→ RECORDS SHOWN
:::::
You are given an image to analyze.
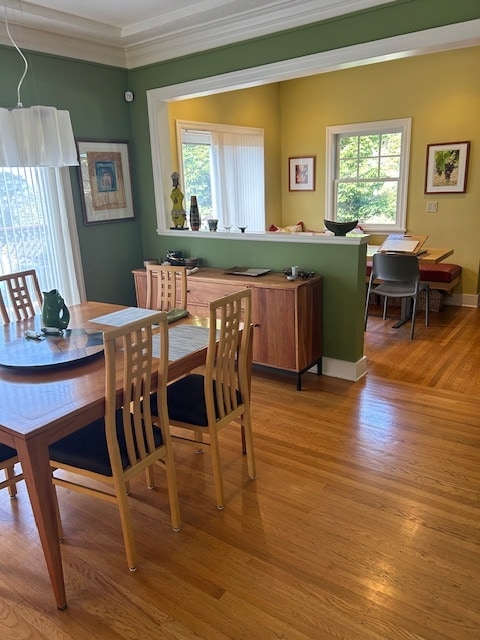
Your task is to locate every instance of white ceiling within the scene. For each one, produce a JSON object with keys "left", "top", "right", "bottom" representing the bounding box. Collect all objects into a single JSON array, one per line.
[{"left": 0, "top": 0, "right": 394, "bottom": 68}]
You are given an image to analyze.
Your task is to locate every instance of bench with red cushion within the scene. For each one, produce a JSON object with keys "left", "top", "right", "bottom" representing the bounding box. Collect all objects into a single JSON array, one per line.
[{"left": 367, "top": 260, "right": 462, "bottom": 293}]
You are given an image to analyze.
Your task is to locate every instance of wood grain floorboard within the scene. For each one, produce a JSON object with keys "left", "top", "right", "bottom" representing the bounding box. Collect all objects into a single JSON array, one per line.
[{"left": 0, "top": 307, "right": 480, "bottom": 640}]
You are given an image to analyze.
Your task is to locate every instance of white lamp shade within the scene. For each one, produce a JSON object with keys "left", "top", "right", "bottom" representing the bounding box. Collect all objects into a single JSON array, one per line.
[{"left": 0, "top": 106, "right": 78, "bottom": 167}]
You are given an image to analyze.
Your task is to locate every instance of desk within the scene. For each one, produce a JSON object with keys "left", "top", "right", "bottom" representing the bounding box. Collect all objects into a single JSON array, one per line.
[
  {"left": 0, "top": 302, "right": 208, "bottom": 609},
  {"left": 367, "top": 244, "right": 454, "bottom": 264}
]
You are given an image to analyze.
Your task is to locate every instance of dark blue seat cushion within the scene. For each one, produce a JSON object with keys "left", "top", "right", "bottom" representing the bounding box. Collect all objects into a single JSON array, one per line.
[
  {"left": 150, "top": 373, "right": 242, "bottom": 427},
  {"left": 49, "top": 409, "right": 163, "bottom": 477},
  {"left": 0, "top": 444, "right": 17, "bottom": 462}
]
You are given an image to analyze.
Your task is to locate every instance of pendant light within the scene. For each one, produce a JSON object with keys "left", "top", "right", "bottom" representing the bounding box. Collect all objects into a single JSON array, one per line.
[{"left": 0, "top": 11, "right": 78, "bottom": 167}]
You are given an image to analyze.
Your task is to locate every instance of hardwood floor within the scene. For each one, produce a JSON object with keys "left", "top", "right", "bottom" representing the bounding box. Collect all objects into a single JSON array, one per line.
[{"left": 0, "top": 307, "right": 480, "bottom": 640}]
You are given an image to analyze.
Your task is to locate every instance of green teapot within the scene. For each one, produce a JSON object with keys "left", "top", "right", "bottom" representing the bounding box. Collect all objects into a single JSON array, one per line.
[{"left": 42, "top": 289, "right": 70, "bottom": 329}]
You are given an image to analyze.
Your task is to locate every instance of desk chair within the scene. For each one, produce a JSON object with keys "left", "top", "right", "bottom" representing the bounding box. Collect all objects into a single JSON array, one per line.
[
  {"left": 0, "top": 444, "right": 23, "bottom": 498},
  {"left": 365, "top": 253, "right": 430, "bottom": 340},
  {"left": 0, "top": 269, "right": 43, "bottom": 323},
  {"left": 151, "top": 289, "right": 255, "bottom": 509},
  {"left": 147, "top": 264, "right": 187, "bottom": 312},
  {"left": 50, "top": 313, "right": 180, "bottom": 571}
]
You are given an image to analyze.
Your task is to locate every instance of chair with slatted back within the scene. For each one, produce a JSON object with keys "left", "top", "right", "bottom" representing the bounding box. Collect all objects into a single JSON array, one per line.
[
  {"left": 0, "top": 269, "right": 43, "bottom": 322},
  {"left": 151, "top": 289, "right": 255, "bottom": 509},
  {"left": 146, "top": 264, "right": 187, "bottom": 312},
  {"left": 0, "top": 289, "right": 10, "bottom": 324},
  {"left": 50, "top": 312, "right": 180, "bottom": 571},
  {"left": 0, "top": 444, "right": 23, "bottom": 498}
]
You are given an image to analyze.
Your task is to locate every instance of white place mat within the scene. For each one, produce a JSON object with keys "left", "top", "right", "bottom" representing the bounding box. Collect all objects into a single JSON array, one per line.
[
  {"left": 90, "top": 307, "right": 158, "bottom": 327},
  {"left": 153, "top": 324, "right": 214, "bottom": 360}
]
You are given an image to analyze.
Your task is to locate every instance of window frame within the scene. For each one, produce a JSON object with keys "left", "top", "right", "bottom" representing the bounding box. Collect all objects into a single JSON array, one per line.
[
  {"left": 325, "top": 118, "right": 412, "bottom": 233},
  {"left": 175, "top": 120, "right": 267, "bottom": 233}
]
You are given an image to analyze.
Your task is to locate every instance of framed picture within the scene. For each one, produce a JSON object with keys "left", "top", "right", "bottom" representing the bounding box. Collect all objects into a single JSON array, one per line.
[
  {"left": 76, "top": 139, "right": 134, "bottom": 224},
  {"left": 288, "top": 156, "right": 315, "bottom": 191},
  {"left": 425, "top": 142, "right": 470, "bottom": 193}
]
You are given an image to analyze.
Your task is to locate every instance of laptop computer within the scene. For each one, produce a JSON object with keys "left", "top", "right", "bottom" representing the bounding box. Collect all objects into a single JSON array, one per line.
[{"left": 225, "top": 267, "right": 271, "bottom": 277}]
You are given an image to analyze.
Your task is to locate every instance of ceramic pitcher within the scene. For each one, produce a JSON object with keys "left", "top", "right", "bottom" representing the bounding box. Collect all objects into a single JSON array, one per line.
[{"left": 42, "top": 289, "right": 70, "bottom": 329}]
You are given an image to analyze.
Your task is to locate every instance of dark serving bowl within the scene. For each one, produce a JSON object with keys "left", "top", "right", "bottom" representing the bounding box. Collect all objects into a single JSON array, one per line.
[{"left": 323, "top": 220, "right": 358, "bottom": 236}]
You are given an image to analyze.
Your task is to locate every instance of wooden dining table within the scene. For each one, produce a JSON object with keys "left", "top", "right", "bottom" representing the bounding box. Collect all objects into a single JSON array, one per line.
[{"left": 0, "top": 302, "right": 212, "bottom": 610}]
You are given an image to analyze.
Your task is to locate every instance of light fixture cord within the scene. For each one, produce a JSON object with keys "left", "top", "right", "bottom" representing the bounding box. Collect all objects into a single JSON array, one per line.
[{"left": 5, "top": 7, "right": 28, "bottom": 107}]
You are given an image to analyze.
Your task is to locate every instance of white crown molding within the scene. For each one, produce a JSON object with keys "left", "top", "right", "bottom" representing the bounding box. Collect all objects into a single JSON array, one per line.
[
  {"left": 0, "top": 26, "right": 127, "bottom": 68},
  {"left": 125, "top": 0, "right": 394, "bottom": 69},
  {"left": 0, "top": 0, "right": 395, "bottom": 69},
  {"left": 147, "top": 20, "right": 480, "bottom": 238}
]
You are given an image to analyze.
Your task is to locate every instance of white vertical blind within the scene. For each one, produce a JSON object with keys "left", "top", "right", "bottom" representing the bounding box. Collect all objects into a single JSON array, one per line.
[
  {"left": 211, "top": 131, "right": 265, "bottom": 232},
  {"left": 0, "top": 167, "right": 85, "bottom": 305}
]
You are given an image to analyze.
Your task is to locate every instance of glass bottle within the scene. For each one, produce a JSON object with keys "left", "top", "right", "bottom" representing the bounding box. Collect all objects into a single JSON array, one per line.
[{"left": 190, "top": 196, "right": 200, "bottom": 231}]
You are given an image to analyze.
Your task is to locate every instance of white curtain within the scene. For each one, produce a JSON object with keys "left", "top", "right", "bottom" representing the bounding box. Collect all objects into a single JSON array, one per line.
[
  {"left": 0, "top": 167, "right": 85, "bottom": 305},
  {"left": 211, "top": 131, "right": 265, "bottom": 232}
]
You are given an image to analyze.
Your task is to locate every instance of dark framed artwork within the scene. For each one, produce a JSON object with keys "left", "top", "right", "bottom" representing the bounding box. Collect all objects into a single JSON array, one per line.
[
  {"left": 288, "top": 156, "right": 315, "bottom": 191},
  {"left": 425, "top": 142, "right": 470, "bottom": 193},
  {"left": 76, "top": 139, "right": 134, "bottom": 224}
]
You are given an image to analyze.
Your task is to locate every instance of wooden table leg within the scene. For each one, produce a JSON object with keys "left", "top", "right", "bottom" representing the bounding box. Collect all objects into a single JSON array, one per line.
:::::
→ INSTRUCTIONS FOR THE TASK
Count the lines of the listing that contain the word "framed". Give only the number.

→ ANSWER IN FULL
2